__WHAT NEEDS TO BE DONE__:
Reproduce every one of the entries below word for word, keeping each line and number unchanged.

__DATASET RECORDS__:
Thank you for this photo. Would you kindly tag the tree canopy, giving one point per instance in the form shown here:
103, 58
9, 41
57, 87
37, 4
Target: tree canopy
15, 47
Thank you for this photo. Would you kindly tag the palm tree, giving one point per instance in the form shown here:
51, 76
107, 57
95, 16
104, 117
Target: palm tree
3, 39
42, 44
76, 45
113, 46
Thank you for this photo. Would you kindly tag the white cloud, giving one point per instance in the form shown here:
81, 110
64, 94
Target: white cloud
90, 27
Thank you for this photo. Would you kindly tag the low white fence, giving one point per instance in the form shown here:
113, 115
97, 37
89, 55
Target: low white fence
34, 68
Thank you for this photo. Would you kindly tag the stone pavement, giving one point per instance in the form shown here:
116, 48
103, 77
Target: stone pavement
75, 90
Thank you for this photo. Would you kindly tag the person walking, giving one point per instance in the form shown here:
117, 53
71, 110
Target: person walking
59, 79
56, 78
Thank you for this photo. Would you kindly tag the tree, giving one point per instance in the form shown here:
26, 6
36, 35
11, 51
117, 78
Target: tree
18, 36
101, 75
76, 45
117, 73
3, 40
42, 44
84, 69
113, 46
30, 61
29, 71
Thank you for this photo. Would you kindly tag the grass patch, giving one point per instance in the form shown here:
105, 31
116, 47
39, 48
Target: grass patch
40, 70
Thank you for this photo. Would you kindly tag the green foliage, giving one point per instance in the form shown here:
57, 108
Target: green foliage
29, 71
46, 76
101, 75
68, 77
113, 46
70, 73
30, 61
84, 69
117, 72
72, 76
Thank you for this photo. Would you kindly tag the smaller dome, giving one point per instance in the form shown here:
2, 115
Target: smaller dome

__SOLVED PROBLEM__:
Thank you for this photo. Would you kindly tag the tree canopy, giving one point per instance in the form shown here:
103, 58
9, 41
57, 87
37, 4
Target: tree canopy
15, 47
Thank you for this photo. Would you kindly tag the palm tree, giving one point per instance in the form shown here:
51, 76
107, 57
95, 16
104, 117
Target: palm tree
3, 39
42, 44
76, 45
113, 46
Thank you for this photo. Would you kindly tag the white cloud, giving one point per instance in the form shown here:
81, 110
64, 94
Target: white cloud
90, 27
Thank you for this photo. Would you kindly tag the low white fence, giving one point per instance in the form shown here:
113, 115
97, 37
89, 55
Target: low white fence
34, 68
Thank you for this photo. Would you kindly tag the stone pavement, giving one point per instance in the form shown here:
116, 48
103, 77
Target: stone pavement
75, 90
Thank you for this photo. Would you kindly tag the person walking, giving one point per instance in the form shown here:
117, 53
71, 110
Target: person walking
59, 79
56, 78
Thank you for this photo. Would you kindly tag the tree, giving one point per instance in the form shown here:
26, 6
36, 35
11, 51
117, 78
Target: tree
18, 36
101, 75
76, 45
117, 73
3, 40
42, 44
84, 69
113, 46
30, 61
29, 71
Thank you for this photo. Would you kindly tag the grass patch, giving one point per instance in the form shown here:
105, 31
116, 47
39, 48
Target: grass patch
40, 70
Thank you for this photo. Would you kindly tag the green foliage, giving one point per instance in the form shown here:
57, 108
Target: green foliage
29, 71
46, 76
101, 75
68, 77
113, 46
70, 73
30, 61
84, 69
117, 72
72, 76
Thank you for this photo. Would you kindly tag the smaller dome, giving one point per instance in the form shown here:
2, 115
Target: smaller dome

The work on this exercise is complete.